Reproduce the part of the records that opens with its first line and closes with the line containing "61], [52, 63]]]", keeping every request, and offset each x and y coordinate in the answers by adding 110 to it.

++++ DATASET ROWS

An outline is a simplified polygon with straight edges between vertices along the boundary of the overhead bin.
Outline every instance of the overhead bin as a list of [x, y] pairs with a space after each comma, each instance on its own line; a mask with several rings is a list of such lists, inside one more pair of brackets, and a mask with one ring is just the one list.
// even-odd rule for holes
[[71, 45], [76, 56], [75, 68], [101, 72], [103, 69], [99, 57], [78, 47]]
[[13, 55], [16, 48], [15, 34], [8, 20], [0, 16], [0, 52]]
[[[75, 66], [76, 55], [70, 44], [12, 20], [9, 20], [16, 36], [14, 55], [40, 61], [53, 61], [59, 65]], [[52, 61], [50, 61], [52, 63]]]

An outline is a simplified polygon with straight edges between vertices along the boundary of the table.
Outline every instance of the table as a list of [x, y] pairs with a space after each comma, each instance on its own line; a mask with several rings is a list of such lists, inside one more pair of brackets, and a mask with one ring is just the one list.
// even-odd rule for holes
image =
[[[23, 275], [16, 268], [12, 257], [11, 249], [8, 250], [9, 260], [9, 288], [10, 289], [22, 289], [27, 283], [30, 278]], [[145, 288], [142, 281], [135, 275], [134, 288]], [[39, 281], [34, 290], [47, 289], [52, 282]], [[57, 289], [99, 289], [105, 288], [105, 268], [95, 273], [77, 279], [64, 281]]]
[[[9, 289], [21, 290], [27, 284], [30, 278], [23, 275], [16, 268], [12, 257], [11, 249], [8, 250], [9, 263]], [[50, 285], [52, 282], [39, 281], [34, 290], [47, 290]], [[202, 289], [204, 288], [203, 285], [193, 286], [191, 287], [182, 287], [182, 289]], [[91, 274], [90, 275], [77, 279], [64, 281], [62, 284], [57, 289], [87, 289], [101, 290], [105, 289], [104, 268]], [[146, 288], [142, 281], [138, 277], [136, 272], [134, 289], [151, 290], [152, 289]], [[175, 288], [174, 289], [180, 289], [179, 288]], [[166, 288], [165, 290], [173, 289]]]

++++++++

#### [SOLUTION TO THE PROBLEM]
An outline is a simplified polygon with straight edges between vertices along the boundary of the overhead bin.
Outline every instance of the overhead bin as a list of [x, y] pairs with a space after each comma, each instance on its own line; a mask with several rings is a list of such lists, inside one more pair of brackets, and a mask with one ring is just the one list.
// even-odd rule for holes
[[181, 155], [186, 166], [185, 178], [211, 182], [213, 179], [209, 167], [188, 157]]
[[123, 165], [126, 158], [125, 144], [118, 130], [110, 126], [110, 162]]
[[[185, 176], [186, 165], [180, 154], [122, 130], [119, 130], [126, 146], [124, 165], [150, 171], [163, 171], [169, 175]], [[162, 171], [160, 171], [162, 173]]]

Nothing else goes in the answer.